> _Given entries_
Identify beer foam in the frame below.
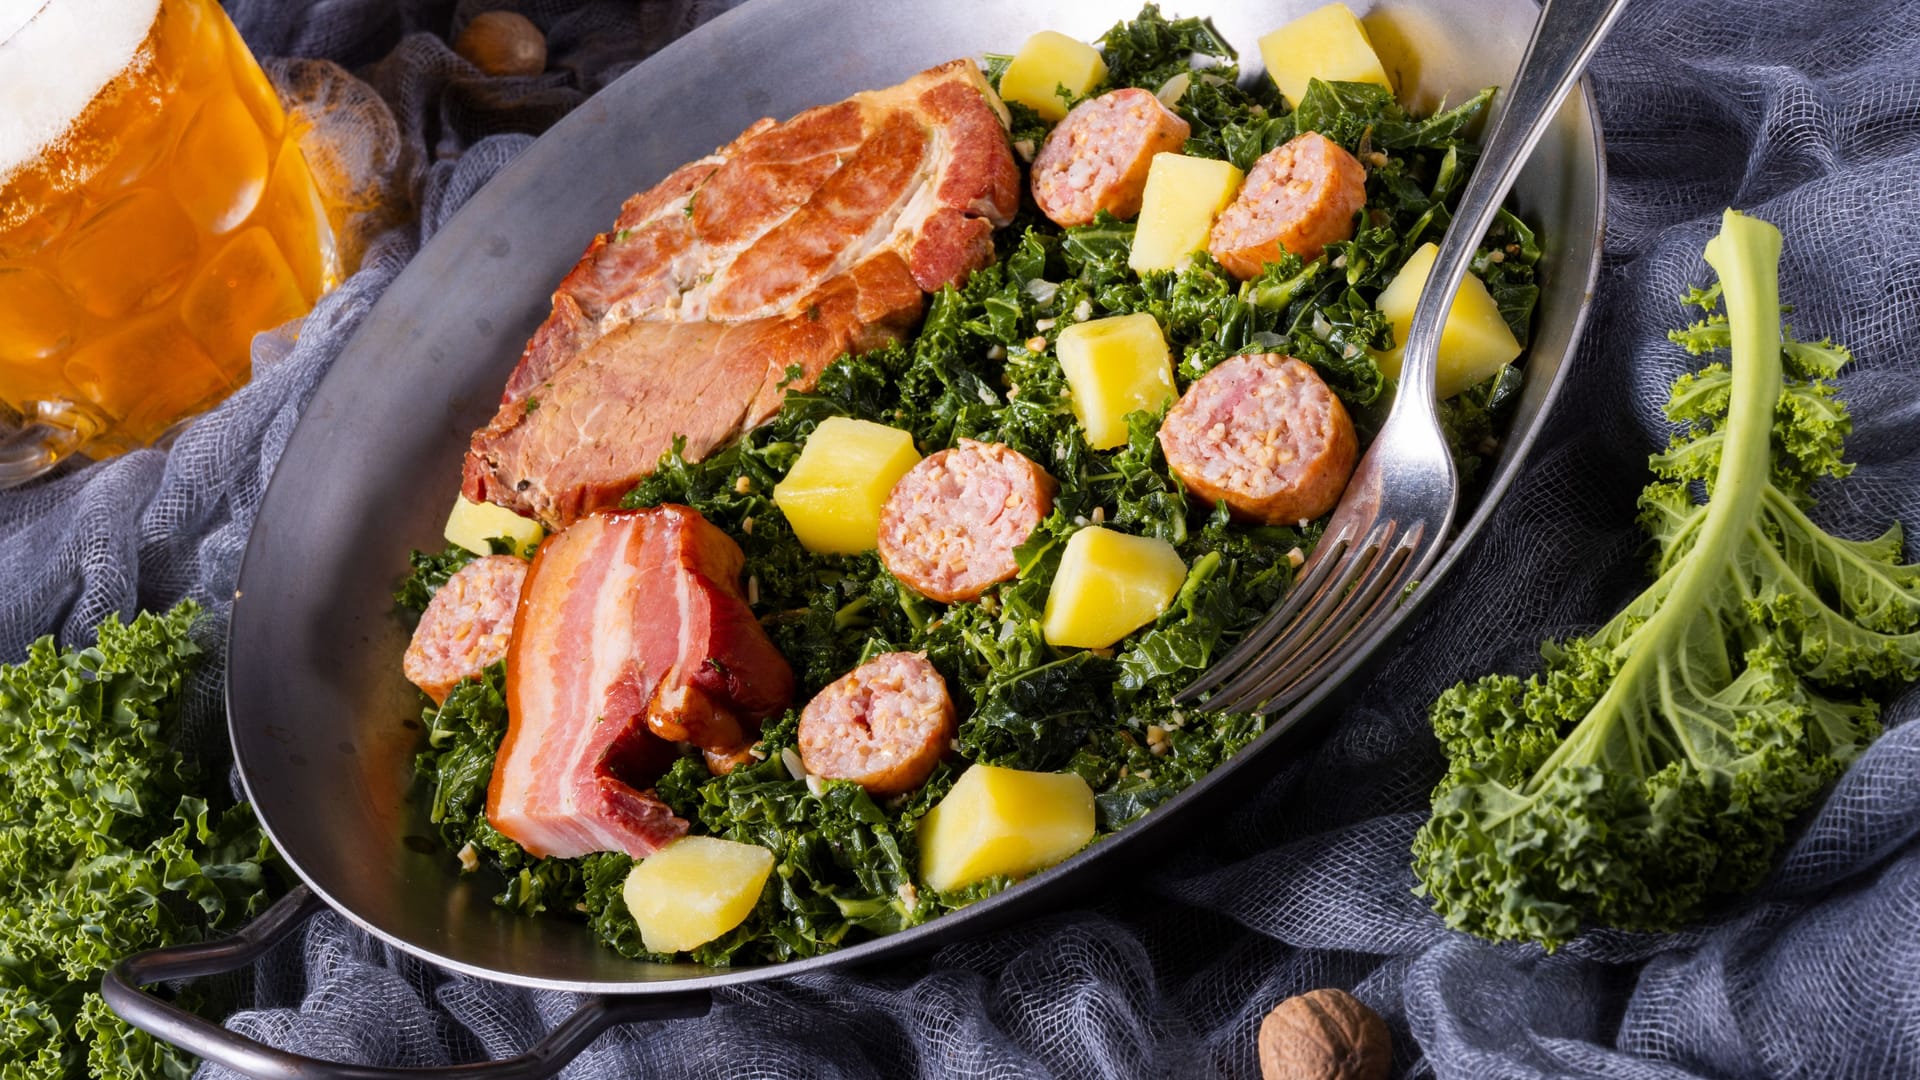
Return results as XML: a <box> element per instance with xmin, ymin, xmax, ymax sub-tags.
<box><xmin>0</xmin><ymin>0</ymin><xmax>164</xmax><ymax>183</ymax></box>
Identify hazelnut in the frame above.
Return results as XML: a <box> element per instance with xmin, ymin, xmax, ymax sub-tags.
<box><xmin>454</xmin><ymin>11</ymin><xmax>547</xmax><ymax>78</ymax></box>
<box><xmin>1257</xmin><ymin>988</ymin><xmax>1390</xmax><ymax>1080</ymax></box>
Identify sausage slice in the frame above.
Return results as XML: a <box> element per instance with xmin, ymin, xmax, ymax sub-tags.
<box><xmin>797</xmin><ymin>652</ymin><xmax>956</xmax><ymax>796</ymax></box>
<box><xmin>1157</xmin><ymin>354</ymin><xmax>1358</xmax><ymax>524</ymax></box>
<box><xmin>1030</xmin><ymin>88</ymin><xmax>1192</xmax><ymax>228</ymax></box>
<box><xmin>403</xmin><ymin>554</ymin><xmax>528</xmax><ymax>703</ymax></box>
<box><xmin>878</xmin><ymin>439</ymin><xmax>1055</xmax><ymax>603</ymax></box>
<box><xmin>1206</xmin><ymin>132</ymin><xmax>1367</xmax><ymax>278</ymax></box>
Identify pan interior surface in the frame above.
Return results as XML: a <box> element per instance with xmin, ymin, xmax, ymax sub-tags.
<box><xmin>227</xmin><ymin>0</ymin><xmax>1604</xmax><ymax>992</ymax></box>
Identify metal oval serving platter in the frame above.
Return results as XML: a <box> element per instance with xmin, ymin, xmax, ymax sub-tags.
<box><xmin>228</xmin><ymin>0</ymin><xmax>1600</xmax><ymax>998</ymax></box>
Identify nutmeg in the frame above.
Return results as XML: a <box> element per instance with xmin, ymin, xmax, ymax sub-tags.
<box><xmin>454</xmin><ymin>11</ymin><xmax>547</xmax><ymax>78</ymax></box>
<box><xmin>1257</xmin><ymin>988</ymin><xmax>1390</xmax><ymax>1080</ymax></box>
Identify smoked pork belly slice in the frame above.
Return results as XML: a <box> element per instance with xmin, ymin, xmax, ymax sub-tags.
<box><xmin>462</xmin><ymin>59</ymin><xmax>1020</xmax><ymax>529</ymax></box>
<box><xmin>487</xmin><ymin>505</ymin><xmax>794</xmax><ymax>859</ymax></box>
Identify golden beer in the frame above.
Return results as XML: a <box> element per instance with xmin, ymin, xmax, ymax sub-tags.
<box><xmin>0</xmin><ymin>0</ymin><xmax>338</xmax><ymax>460</ymax></box>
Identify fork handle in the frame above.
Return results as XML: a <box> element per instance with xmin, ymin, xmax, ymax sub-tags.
<box><xmin>1396</xmin><ymin>0</ymin><xmax>1631</xmax><ymax>417</ymax></box>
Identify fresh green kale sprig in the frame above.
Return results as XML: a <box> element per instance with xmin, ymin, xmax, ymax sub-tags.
<box><xmin>1412</xmin><ymin>210</ymin><xmax>1920</xmax><ymax>948</ymax></box>
<box><xmin>0</xmin><ymin>604</ymin><xmax>280</xmax><ymax>1078</ymax></box>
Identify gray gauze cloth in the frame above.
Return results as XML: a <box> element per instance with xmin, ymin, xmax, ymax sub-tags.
<box><xmin>2</xmin><ymin>0</ymin><xmax>1917</xmax><ymax>1076</ymax></box>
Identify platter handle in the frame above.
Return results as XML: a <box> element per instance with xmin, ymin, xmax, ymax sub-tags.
<box><xmin>101</xmin><ymin>884</ymin><xmax>713</xmax><ymax>1078</ymax></box>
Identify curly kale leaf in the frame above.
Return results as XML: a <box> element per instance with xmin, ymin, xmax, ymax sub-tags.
<box><xmin>419</xmin><ymin>662</ymin><xmax>508</xmax><ymax>839</ymax></box>
<box><xmin>1438</xmin><ymin>363</ymin><xmax>1525</xmax><ymax>487</ymax></box>
<box><xmin>394</xmin><ymin>544</ymin><xmax>472</xmax><ymax>612</ymax></box>
<box><xmin>1099</xmin><ymin>3</ymin><xmax>1235</xmax><ymax>89</ymax></box>
<box><xmin>1065</xmin><ymin>707</ymin><xmax>1266</xmax><ymax>830</ymax></box>
<box><xmin>1105</xmin><ymin>407</ymin><xmax>1190</xmax><ymax>545</ymax></box>
<box><xmin>395</xmin><ymin>540</ymin><xmax>524</xmax><ymax>613</ymax></box>
<box><xmin>1652</xmin><ymin>324</ymin><xmax>1855</xmax><ymax>501</ymax></box>
<box><xmin>1476</xmin><ymin>210</ymin><xmax>1543</xmax><ymax>344</ymax></box>
<box><xmin>1117</xmin><ymin>550</ymin><xmax>1238</xmax><ymax>703</ymax></box>
<box><xmin>959</xmin><ymin>652</ymin><xmax>1115</xmax><ymax>771</ymax></box>
<box><xmin>1413</xmin><ymin>211</ymin><xmax>1917</xmax><ymax>948</ymax></box>
<box><xmin>0</xmin><ymin>603</ymin><xmax>280</xmax><ymax>1078</ymax></box>
<box><xmin>1052</xmin><ymin>224</ymin><xmax>1386</xmax><ymax>411</ymax></box>
<box><xmin>651</xmin><ymin>755</ymin><xmax>928</xmax><ymax>963</ymax></box>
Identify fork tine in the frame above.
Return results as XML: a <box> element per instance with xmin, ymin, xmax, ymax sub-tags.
<box><xmin>1196</xmin><ymin>519</ymin><xmax>1395</xmax><ymax>714</ymax></box>
<box><xmin>1239</xmin><ymin>522</ymin><xmax>1429</xmax><ymax>717</ymax></box>
<box><xmin>1162</xmin><ymin>0</ymin><xmax>1629</xmax><ymax>721</ymax></box>
<box><xmin>1172</xmin><ymin>521</ymin><xmax>1358</xmax><ymax>706</ymax></box>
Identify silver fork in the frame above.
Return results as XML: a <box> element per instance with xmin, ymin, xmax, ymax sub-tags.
<box><xmin>1177</xmin><ymin>0</ymin><xmax>1631</xmax><ymax>717</ymax></box>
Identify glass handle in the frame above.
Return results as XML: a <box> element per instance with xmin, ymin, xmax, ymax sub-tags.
<box><xmin>0</xmin><ymin>401</ymin><xmax>92</xmax><ymax>488</ymax></box>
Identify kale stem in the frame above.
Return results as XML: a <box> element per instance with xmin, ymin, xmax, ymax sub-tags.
<box><xmin>834</xmin><ymin>596</ymin><xmax>872</xmax><ymax>630</ymax></box>
<box><xmin>1523</xmin><ymin>211</ymin><xmax>1784</xmax><ymax>790</ymax></box>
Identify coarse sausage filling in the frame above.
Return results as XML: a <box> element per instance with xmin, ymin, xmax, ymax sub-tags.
<box><xmin>1030</xmin><ymin>87</ymin><xmax>1191</xmax><ymax>228</ymax></box>
<box><xmin>797</xmin><ymin>652</ymin><xmax>956</xmax><ymax>797</ymax></box>
<box><xmin>1207</xmin><ymin>131</ymin><xmax>1368</xmax><ymax>279</ymax></box>
<box><xmin>1158</xmin><ymin>353</ymin><xmax>1358</xmax><ymax>525</ymax></box>
<box><xmin>403</xmin><ymin>554</ymin><xmax>528</xmax><ymax>705</ymax></box>
<box><xmin>878</xmin><ymin>439</ymin><xmax>1056</xmax><ymax>603</ymax></box>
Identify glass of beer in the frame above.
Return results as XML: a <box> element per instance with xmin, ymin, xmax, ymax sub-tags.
<box><xmin>0</xmin><ymin>0</ymin><xmax>339</xmax><ymax>486</ymax></box>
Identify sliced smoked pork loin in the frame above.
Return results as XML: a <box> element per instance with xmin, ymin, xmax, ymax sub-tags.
<box><xmin>487</xmin><ymin>505</ymin><xmax>794</xmax><ymax>859</ymax></box>
<box><xmin>464</xmin><ymin>60</ymin><xmax>1021</xmax><ymax>528</ymax></box>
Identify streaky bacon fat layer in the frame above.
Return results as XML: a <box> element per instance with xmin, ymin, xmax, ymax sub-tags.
<box><xmin>488</xmin><ymin>505</ymin><xmax>794</xmax><ymax>858</ymax></box>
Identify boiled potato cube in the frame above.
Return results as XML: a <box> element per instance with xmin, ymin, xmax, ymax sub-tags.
<box><xmin>773</xmin><ymin>417</ymin><xmax>922</xmax><ymax>555</ymax></box>
<box><xmin>622</xmin><ymin>836</ymin><xmax>774</xmax><ymax>954</ymax></box>
<box><xmin>1056</xmin><ymin>312</ymin><xmax>1177</xmax><ymax>450</ymax></box>
<box><xmin>444</xmin><ymin>495</ymin><xmax>543</xmax><ymax>558</ymax></box>
<box><xmin>1128</xmin><ymin>153</ymin><xmax>1244</xmax><ymax>275</ymax></box>
<box><xmin>1042</xmin><ymin>526</ymin><xmax>1187</xmax><ymax>649</ymax></box>
<box><xmin>1258</xmin><ymin>3</ymin><xmax>1394</xmax><ymax>109</ymax></box>
<box><xmin>1373</xmin><ymin>242</ymin><xmax>1524</xmax><ymax>399</ymax></box>
<box><xmin>999</xmin><ymin>30</ymin><xmax>1108</xmax><ymax>122</ymax></box>
<box><xmin>919</xmin><ymin>763</ymin><xmax>1096</xmax><ymax>893</ymax></box>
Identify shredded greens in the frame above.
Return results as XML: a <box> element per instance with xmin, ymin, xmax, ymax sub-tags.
<box><xmin>1412</xmin><ymin>211</ymin><xmax>1918</xmax><ymax>948</ymax></box>
<box><xmin>406</xmin><ymin>4</ymin><xmax>1541</xmax><ymax>966</ymax></box>
<box><xmin>0</xmin><ymin>603</ymin><xmax>280</xmax><ymax>1078</ymax></box>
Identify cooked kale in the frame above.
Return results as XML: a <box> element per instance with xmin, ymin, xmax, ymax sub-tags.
<box><xmin>410</xmin><ymin>4</ymin><xmax>1543</xmax><ymax>966</ymax></box>
<box><xmin>393</xmin><ymin>537</ymin><xmax>521</xmax><ymax>614</ymax></box>
<box><xmin>394</xmin><ymin>543</ymin><xmax>478</xmax><ymax>612</ymax></box>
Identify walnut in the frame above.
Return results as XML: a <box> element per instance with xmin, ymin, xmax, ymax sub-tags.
<box><xmin>1257</xmin><ymin>988</ymin><xmax>1390</xmax><ymax>1080</ymax></box>
<box><xmin>454</xmin><ymin>11</ymin><xmax>548</xmax><ymax>78</ymax></box>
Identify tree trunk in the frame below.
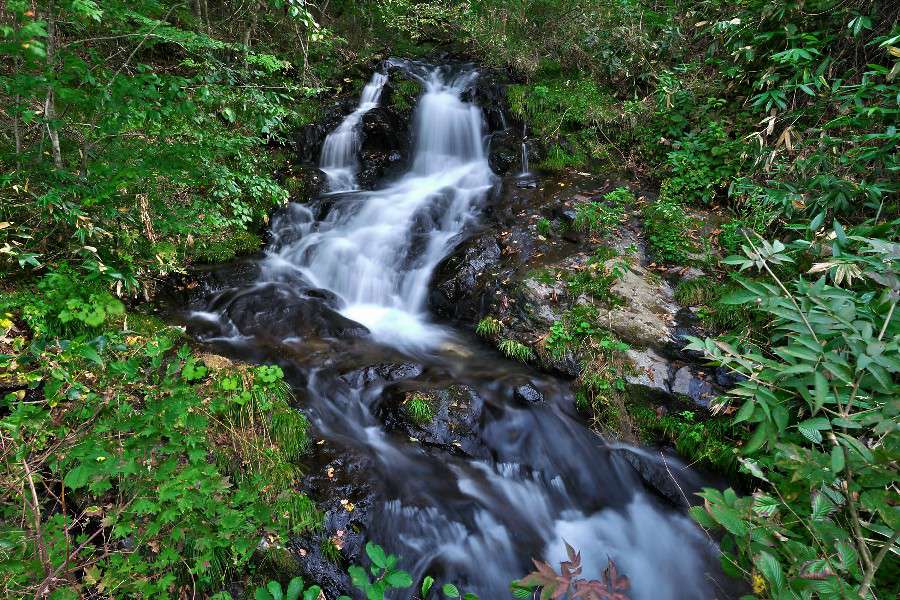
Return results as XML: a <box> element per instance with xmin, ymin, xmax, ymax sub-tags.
<box><xmin>242</xmin><ymin>1</ymin><xmax>262</xmax><ymax>68</ymax></box>
<box><xmin>192</xmin><ymin>0</ymin><xmax>201</xmax><ymax>19</ymax></box>
<box><xmin>201</xmin><ymin>0</ymin><xmax>210</xmax><ymax>32</ymax></box>
<box><xmin>13</xmin><ymin>93</ymin><xmax>22</xmax><ymax>162</ymax></box>
<box><xmin>45</xmin><ymin>0</ymin><xmax>63</xmax><ymax>170</ymax></box>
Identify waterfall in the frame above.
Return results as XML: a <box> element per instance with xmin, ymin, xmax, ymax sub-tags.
<box><xmin>189</xmin><ymin>63</ymin><xmax>729</xmax><ymax>600</ymax></box>
<box><xmin>520</xmin><ymin>141</ymin><xmax>530</xmax><ymax>176</ymax></box>
<box><xmin>319</xmin><ymin>72</ymin><xmax>388</xmax><ymax>192</ymax></box>
<box><xmin>266</xmin><ymin>66</ymin><xmax>495</xmax><ymax>351</ymax></box>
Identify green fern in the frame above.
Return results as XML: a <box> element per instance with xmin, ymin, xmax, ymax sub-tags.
<box><xmin>475</xmin><ymin>316</ymin><xmax>502</xmax><ymax>337</ymax></box>
<box><xmin>498</xmin><ymin>339</ymin><xmax>535</xmax><ymax>362</ymax></box>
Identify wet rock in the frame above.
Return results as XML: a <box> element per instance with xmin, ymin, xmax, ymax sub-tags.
<box><xmin>615</xmin><ymin>448</ymin><xmax>692</xmax><ymax>509</ymax></box>
<box><xmin>430</xmin><ymin>234</ymin><xmax>501</xmax><ymax>322</ymax></box>
<box><xmin>382</xmin><ymin>384</ymin><xmax>488</xmax><ymax>458</ymax></box>
<box><xmin>198</xmin><ymin>283</ymin><xmax>369</xmax><ymax>341</ymax></box>
<box><xmin>488</xmin><ymin>130</ymin><xmax>522</xmax><ymax>175</ymax></box>
<box><xmin>514</xmin><ymin>383</ymin><xmax>544</xmax><ymax>405</ymax></box>
<box><xmin>358</xmin><ymin>106</ymin><xmax>409</xmax><ymax>188</ymax></box>
<box><xmin>294</xmin><ymin>123</ymin><xmax>328</xmax><ymax>164</ymax></box>
<box><xmin>470</xmin><ymin>69</ymin><xmax>511</xmax><ymax>133</ymax></box>
<box><xmin>281</xmin><ymin>165</ymin><xmax>327</xmax><ymax>200</ymax></box>
<box><xmin>293</xmin><ymin>449</ymin><xmax>379</xmax><ymax>597</ymax></box>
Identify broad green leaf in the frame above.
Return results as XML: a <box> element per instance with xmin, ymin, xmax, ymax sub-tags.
<box><xmin>421</xmin><ymin>575</ymin><xmax>435</xmax><ymax>597</ymax></box>
<box><xmin>708</xmin><ymin>503</ymin><xmax>748</xmax><ymax>536</ymax></box>
<box><xmin>830</xmin><ymin>445</ymin><xmax>845</xmax><ymax>473</ymax></box>
<box><xmin>366</xmin><ymin>542</ymin><xmax>388</xmax><ymax>568</ymax></box>
<box><xmin>302</xmin><ymin>586</ymin><xmax>321</xmax><ymax>600</ymax></box>
<box><xmin>286</xmin><ymin>578</ymin><xmax>304</xmax><ymax>600</ymax></box>
<box><xmin>811</xmin><ymin>492</ymin><xmax>835</xmax><ymax>521</ymax></box>
<box><xmin>442</xmin><ymin>583</ymin><xmax>460</xmax><ymax>598</ymax></box>
<box><xmin>797</xmin><ymin>417</ymin><xmax>831</xmax><ymax>443</ymax></box>
<box><xmin>267</xmin><ymin>581</ymin><xmax>284</xmax><ymax>600</ymax></box>
<box><xmin>385</xmin><ymin>571</ymin><xmax>412</xmax><ymax>588</ymax></box>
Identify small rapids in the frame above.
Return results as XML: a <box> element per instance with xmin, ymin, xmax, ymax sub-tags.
<box><xmin>185</xmin><ymin>61</ymin><xmax>733</xmax><ymax>599</ymax></box>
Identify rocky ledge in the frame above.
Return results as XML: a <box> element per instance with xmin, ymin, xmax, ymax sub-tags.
<box><xmin>428</xmin><ymin>172</ymin><xmax>733</xmax><ymax>427</ymax></box>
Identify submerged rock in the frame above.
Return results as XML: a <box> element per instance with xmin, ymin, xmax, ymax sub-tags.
<box><xmin>382</xmin><ymin>383</ymin><xmax>489</xmax><ymax>458</ymax></box>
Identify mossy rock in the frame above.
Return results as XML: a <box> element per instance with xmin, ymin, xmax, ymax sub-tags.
<box><xmin>192</xmin><ymin>229</ymin><xmax>262</xmax><ymax>264</ymax></box>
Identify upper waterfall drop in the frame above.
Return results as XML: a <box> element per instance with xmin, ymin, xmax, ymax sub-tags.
<box><xmin>319</xmin><ymin>71</ymin><xmax>388</xmax><ymax>192</ymax></box>
<box><xmin>266</xmin><ymin>65</ymin><xmax>496</xmax><ymax>351</ymax></box>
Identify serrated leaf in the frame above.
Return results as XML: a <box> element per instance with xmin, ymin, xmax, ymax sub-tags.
<box><xmin>811</xmin><ymin>492</ymin><xmax>835</xmax><ymax>521</ymax></box>
<box><xmin>709</xmin><ymin>503</ymin><xmax>748</xmax><ymax>536</ymax></box>
<box><xmin>830</xmin><ymin>445</ymin><xmax>845</xmax><ymax>473</ymax></box>
<box><xmin>754</xmin><ymin>551</ymin><xmax>785</xmax><ymax>591</ymax></box>
<box><xmin>797</xmin><ymin>417</ymin><xmax>831</xmax><ymax>443</ymax></box>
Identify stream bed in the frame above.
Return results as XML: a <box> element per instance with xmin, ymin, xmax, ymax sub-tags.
<box><xmin>181</xmin><ymin>60</ymin><xmax>736</xmax><ymax>599</ymax></box>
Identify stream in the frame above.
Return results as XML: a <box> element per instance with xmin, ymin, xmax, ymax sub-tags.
<box><xmin>184</xmin><ymin>61</ymin><xmax>733</xmax><ymax>599</ymax></box>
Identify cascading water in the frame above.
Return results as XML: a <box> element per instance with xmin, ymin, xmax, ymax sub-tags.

> _What you need to do_
Find every line above that contains the word "fork", and return each one.

> _Task answer_
Identify fork handle in the frame above.
Identify fork tine in the frame above.
Identify silver fork in the frame above.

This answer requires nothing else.